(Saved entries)
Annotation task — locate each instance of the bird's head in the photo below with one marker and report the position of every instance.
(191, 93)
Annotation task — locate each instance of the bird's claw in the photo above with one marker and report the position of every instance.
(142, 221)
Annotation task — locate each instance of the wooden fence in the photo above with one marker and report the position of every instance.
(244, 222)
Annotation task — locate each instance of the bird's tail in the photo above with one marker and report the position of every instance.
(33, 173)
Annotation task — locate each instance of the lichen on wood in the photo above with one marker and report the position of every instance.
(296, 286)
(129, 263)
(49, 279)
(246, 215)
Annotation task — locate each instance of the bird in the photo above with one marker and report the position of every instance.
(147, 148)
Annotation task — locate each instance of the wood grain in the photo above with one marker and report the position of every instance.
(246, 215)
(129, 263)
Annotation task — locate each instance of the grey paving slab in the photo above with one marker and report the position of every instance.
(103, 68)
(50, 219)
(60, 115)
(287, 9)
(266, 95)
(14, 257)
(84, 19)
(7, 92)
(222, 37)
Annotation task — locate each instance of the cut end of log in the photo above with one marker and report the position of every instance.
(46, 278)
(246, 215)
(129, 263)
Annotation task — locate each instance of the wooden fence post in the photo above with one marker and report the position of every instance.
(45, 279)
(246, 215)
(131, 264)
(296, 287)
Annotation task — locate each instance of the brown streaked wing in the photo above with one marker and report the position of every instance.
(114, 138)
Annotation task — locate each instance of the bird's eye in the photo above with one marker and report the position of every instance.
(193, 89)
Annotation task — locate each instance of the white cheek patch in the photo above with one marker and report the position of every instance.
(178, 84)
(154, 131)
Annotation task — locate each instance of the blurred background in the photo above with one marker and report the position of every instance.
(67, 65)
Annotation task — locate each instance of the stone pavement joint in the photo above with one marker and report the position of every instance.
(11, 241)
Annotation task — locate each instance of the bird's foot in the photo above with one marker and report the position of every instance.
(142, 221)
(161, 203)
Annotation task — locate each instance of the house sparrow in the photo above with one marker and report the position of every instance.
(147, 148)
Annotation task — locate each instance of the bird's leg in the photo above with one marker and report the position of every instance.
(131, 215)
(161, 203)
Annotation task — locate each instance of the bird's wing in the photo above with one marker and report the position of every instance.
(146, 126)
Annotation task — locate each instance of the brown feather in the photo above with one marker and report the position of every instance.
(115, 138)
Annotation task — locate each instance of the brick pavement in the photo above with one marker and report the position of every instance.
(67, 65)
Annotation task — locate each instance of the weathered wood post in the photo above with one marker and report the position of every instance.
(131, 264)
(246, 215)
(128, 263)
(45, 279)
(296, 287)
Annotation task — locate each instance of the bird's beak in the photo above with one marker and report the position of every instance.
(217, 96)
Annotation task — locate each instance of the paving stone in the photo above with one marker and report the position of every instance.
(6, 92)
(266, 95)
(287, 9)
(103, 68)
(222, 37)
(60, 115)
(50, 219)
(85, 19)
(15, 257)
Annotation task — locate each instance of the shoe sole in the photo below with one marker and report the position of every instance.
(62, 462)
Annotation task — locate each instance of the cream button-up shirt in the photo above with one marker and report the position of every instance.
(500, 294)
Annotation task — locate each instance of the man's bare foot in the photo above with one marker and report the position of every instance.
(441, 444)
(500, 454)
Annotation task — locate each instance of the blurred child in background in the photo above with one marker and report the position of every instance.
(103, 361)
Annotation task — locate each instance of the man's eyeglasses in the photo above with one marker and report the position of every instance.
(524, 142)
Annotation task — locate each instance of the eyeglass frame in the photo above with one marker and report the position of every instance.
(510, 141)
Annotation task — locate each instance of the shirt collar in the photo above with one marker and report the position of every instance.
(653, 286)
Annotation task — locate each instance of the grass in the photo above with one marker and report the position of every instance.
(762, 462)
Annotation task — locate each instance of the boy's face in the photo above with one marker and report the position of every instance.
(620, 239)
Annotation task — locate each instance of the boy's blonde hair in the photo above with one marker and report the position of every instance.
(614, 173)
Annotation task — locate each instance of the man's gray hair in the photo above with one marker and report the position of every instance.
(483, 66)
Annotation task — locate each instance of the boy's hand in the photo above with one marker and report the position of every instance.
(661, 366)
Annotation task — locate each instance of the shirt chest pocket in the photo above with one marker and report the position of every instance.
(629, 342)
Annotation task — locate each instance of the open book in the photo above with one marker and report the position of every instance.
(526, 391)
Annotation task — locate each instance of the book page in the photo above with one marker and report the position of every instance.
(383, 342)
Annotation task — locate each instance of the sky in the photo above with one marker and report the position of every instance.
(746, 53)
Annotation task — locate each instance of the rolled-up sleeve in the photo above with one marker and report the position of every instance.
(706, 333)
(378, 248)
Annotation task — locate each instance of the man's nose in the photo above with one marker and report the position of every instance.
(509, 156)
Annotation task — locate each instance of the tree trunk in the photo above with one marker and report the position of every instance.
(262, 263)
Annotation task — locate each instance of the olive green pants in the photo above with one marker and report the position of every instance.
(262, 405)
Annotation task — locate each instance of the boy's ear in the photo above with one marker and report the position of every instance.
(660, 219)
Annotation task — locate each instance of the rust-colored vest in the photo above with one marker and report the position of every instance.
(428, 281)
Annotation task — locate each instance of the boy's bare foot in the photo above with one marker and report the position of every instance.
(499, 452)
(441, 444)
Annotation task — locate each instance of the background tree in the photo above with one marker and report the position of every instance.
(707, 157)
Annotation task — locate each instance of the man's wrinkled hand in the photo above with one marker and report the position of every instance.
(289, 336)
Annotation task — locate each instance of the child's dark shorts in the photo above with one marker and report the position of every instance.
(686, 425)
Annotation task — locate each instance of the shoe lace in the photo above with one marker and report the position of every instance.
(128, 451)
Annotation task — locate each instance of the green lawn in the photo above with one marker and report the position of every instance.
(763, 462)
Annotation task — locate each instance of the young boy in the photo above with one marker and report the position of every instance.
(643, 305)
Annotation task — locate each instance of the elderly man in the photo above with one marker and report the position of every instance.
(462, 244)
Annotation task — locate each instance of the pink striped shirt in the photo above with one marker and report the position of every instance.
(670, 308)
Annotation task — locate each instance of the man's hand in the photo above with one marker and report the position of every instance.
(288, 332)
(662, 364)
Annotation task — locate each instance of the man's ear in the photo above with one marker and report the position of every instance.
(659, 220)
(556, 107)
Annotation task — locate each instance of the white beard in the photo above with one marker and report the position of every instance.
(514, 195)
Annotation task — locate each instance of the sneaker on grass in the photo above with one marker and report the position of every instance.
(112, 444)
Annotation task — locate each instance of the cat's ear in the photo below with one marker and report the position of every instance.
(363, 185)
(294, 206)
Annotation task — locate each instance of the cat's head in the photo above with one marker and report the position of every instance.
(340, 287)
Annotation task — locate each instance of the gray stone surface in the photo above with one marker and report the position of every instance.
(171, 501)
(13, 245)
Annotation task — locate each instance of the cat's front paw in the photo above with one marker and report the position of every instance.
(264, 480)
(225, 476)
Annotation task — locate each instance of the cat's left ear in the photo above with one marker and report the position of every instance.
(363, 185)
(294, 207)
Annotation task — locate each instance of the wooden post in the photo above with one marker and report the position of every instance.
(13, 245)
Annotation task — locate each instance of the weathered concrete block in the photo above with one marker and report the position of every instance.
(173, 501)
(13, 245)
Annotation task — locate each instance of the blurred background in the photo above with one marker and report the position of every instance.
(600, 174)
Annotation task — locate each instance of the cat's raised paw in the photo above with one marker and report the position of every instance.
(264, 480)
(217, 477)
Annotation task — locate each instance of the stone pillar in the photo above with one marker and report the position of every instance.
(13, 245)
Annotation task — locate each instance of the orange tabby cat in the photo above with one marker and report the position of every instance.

» BRIEF: Write out all of the records word for word.

» RESPONSE BELOW:
Annotation task — locate each instance of the bird's head in the photo below with one marker and report the position of every instance.
(191, 93)
Annotation task — locate each instance of the bird's claw in the photo above with one marker and report the position of every instance.
(142, 221)
Annotation task — locate each instance of the wooden fence in the photo above with one marker and report the position of every instance.
(244, 222)
Annotation task — locate each instance of the bird's tail in the photo above with one marker and report the position of every instance.
(33, 173)
Annotation task — locate each instance of the lichen on wood in the photo above with one marker and report the position of every instance.
(296, 286)
(129, 263)
(49, 279)
(246, 215)
Annotation task — locate each instance of the bird in the photo above with one marker and report the position of every instance.
(147, 148)
Annotation task — locate each instance of the wood grain in the photo above with one marker and report the position of every instance.
(246, 215)
(129, 263)
Annotation task — locate each instance of the grey paving slab in the photo above with one marker and report the position of every instance.
(103, 68)
(50, 219)
(60, 115)
(287, 9)
(266, 95)
(14, 257)
(84, 19)
(7, 92)
(222, 37)
Annotation task — locate each instance of the cut end of log in the photo above with one marker and report the position of every instance.
(46, 278)
(246, 215)
(129, 263)
Annotation task — locate each instance of the wooden fence post in the photo above with one marker and report the position of every instance.
(45, 279)
(246, 215)
(131, 264)
(296, 287)
Annotation task — locate each instance of the brown streaked wing in the photo above with one marker and report the position of every instance.
(114, 138)
Annotation task — locate each instance of the bird's eye in the photo above with one marker and report the position of every instance.
(193, 89)
Annotation task — locate each instance of the white cheek patch in the photo above with one marker and report the position of every instance.
(178, 84)
(154, 131)
Annotation task — locate each instance of the blurred background in the photo above with one marker and report the position of every instance.
(67, 65)
Annotation task — locate each instance of the stone pavement joint in the photo above with one marker and report the position of every instance.
(11, 241)
Annotation task — locate each instance of the bird's foot in the photo above with one marker and report the position of every instance.
(142, 221)
(161, 203)
Annotation task — locate each instance of the house sparrow in the photo above with one marker and report the position of every instance.
(147, 148)
Annotation task — locate each instance of the bird's leg in the photo above with one marker and report the position of every instance.
(131, 215)
(161, 203)
Annotation task — locate each instance of the bird's wing in the photo above with one marker and report the position of every instance.
(146, 126)
Annotation task — locate each instance of the brown feather in the photo above with one marker and report the position of every instance.
(115, 138)
Annotation task — locate each instance of the brick pavement in the photo above with one marker and report the position of every instance.
(67, 65)
Annotation task — locate each instance of the weathered wood post in the photo above with one marker and report the position of every instance.
(131, 264)
(246, 215)
(128, 263)
(45, 279)
(296, 287)
Annotation task — locate each instance of the bird's beak in the photo above with one marker and report the position of every instance.
(217, 96)
Annotation task — locate each instance of the paving stone in the photo above with one marker and report the position of every instance.
(6, 92)
(266, 95)
(287, 9)
(103, 68)
(222, 37)
(60, 115)
(50, 219)
(85, 19)
(15, 257)
Annotation task — locate each instance of the shoe sole in the photo below with one marker and report the position of every instance.
(62, 462)
Annotation task — locate each instance of the cream button-up shirt in the photo above with one marker and report the position of every instance.
(500, 294)
Annotation task — locate each instance of the man's bare foot in the photo above with one marker and report the position of every instance.
(441, 444)
(500, 454)
Annotation task — locate each instance of the blurred child in background in the photo above with one marker and report the position of every instance.
(103, 361)
Annotation task — locate each instance of the man's eyeglasses in the photo above with one marker and report the position of every instance.
(524, 142)
Annotation task — locate each instance of the eyeglass frame in the photo above with one marker and report the position of every instance.
(510, 141)
Annotation task — locate each instance of the shirt collar in the photo above with one marker and report the position of every instance.
(653, 286)
Annotation task — locate each instance of the grass in the photo above with one marker and report the position of every instance.
(762, 462)
Annotation task — locate each instance of the boy's face in the photo above with one marker and report the position of every instance.
(620, 239)
Annotation task — locate each instance of the boy's blonde hair in the photo above with one marker and report the position of every instance.
(614, 173)
Annotation task — locate each instance of the man's gray hair in the photo above with one marker and report the position of every instance.
(483, 66)
Annotation task — locate each instance of the boy's hand in the photo above with one marker and report the position of every instance.
(661, 366)
Annotation task — locate each instance of the shirt chest pocket in the photo above with one marker and report the position of every instance.
(629, 342)
Annotation task — locate each instance of the open book in the photo above with one marker and report the position of every instance.
(526, 391)
Annotation task — locate each instance of the book page in the photo above with one marker and report the position of every instance.
(383, 342)
Annotation task — locate each instance of the sky in the photo above with one marker and report the position of every instance.
(746, 53)
Annotation task — locate each instance of the rolled-up sleeve in the photo above with one marker and report the position of every instance.
(706, 333)
(378, 248)
Annotation task — locate each instance of the man's nose in the photo above with one marker and report the position of every instance.
(509, 156)
Annotation task — locate each instance of the tree trunk in the photo above with one marker and report the position of every instance.
(262, 263)
Annotation task — locate each instance of the olive green pants in the photo above with one marker and report the position of every instance.
(262, 405)
Annotation task — locate each instance of the boy's ear in the photo above with one marker and report the position of every instance.
(660, 219)
Annotation task — locate each instance of the rust-colored vest in the photo above with one marker and report the position of every instance.
(428, 281)
Annotation task — locate each instance of the boy's bare foot in the photo above with one marker and report the position of every instance.
(499, 452)
(441, 444)
Annotation task — locate each instance of the background tree in the photo above with one marker and report the position of every instance.
(707, 157)
Annotation task — locate each instance of the man's wrinkled hand in the photo above with one marker and report the position of every instance.
(289, 336)
Annotation task — locate each instance of the child's dark shorts in the photo above with one marker and report the position of every instance.
(686, 425)
Annotation task — locate each instance of the shoe lace in the photo above with one marker and report the position of every instance.
(128, 451)
Annotation task — locate each instance of the green lawn in the photo above with one marker and report the position of every instance.
(763, 462)
Annotation task — locate each instance of the young boy in the photo above with one marker and report the position of every instance.
(643, 305)
Annotation task — locate each instance of the elderly man in the photo above with one marker and report the position of every instance.
(462, 244)
Annotation task — locate each instance of the pink striped shirt in the photo above with one marker and report the position of every instance.
(670, 308)
Annotation task — locate each instance of the man's hand in the photo above with one marker and report the position of every instance.
(288, 332)
(662, 364)
Annotation task — locate each instance of the man's ear in the photo above with one marker and report the position of every instance.
(659, 220)
(556, 107)
Annotation task — locate each instance of the white beard in the photo above with one marker and report the position of every instance.
(514, 195)
Annotation task — locate each instance of the sneaker on grass in the photo above with one marker and report the position of every instance.
(112, 444)
Annotation task — locate each instance of the cat's ear in the photo below with one marker and report the position of every instance.
(363, 185)
(294, 206)
Annotation task — locate each instance of the cat's head in the photo above with one marker and report the position of every instance.
(340, 287)
Annotation task — locate each instance of the gray stone surface in the photo above with one marker and report the position of every instance.
(171, 501)
(13, 245)
Annotation task — locate each instance of the cat's front paw in the photo above with one marker and report the position of every instance.
(264, 480)
(225, 476)
Annotation task — locate each instance of the cat's left ear in the photo above with one marker and report the position of every instance.
(363, 185)
(294, 207)
Annotation task — locate each instance of the wooden post in the photo above with one marker and report the position of every instance.
(13, 245)
Annotation task — locate each instance of the weathered concrete block in the photo above with one marker and report the position of every instance.
(173, 501)
(13, 245)
Annotation task — locate each instance of the blurred background in the photo above with one marker and report the position of every instance.
(600, 174)
Annotation task — locate each instance of the cat's raised paw in the photo above with one marker and report the position of every instance.
(264, 480)
(217, 477)
Annotation task — locate each instance of the stone pillar in the photo above with one marker and report the position of every instance.
(13, 245)
Annotation task — locate each instance of the orange tabby cat in the photo above with one marker and report the position of every instance.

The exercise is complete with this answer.